● RECORDS SUPPLIED:
——————————
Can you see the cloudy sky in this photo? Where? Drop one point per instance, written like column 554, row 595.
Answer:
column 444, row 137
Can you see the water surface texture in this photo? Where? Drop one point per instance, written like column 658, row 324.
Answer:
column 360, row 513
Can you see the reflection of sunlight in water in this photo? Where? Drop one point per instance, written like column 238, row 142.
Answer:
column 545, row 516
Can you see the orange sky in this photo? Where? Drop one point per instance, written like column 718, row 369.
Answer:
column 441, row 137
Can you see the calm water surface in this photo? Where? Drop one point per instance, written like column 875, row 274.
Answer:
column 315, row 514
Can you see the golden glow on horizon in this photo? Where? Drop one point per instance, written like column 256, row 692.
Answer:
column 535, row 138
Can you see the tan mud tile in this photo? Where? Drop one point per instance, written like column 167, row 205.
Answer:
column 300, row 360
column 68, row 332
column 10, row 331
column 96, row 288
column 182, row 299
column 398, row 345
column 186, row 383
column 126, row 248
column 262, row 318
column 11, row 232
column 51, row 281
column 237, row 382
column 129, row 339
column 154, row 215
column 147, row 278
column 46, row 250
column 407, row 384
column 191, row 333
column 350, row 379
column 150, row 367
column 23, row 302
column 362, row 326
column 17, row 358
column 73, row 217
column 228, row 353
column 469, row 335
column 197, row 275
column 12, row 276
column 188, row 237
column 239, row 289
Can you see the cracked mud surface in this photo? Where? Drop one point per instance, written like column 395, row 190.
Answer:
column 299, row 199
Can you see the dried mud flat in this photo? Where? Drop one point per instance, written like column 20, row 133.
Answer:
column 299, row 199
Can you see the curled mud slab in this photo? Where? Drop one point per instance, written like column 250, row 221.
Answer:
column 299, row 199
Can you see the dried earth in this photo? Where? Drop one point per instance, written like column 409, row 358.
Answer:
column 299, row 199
——————————
● WRITTEN INSTRUCTION: Copy out word for word the material from the line that contains "Can you see the dried earth" through the end of the material, including both ends.

● RIGHT ANSWER:
Can you see the dried earth in this photo? Where? Drop one point per instance, written like column 409, row 358.
Answer:
column 299, row 199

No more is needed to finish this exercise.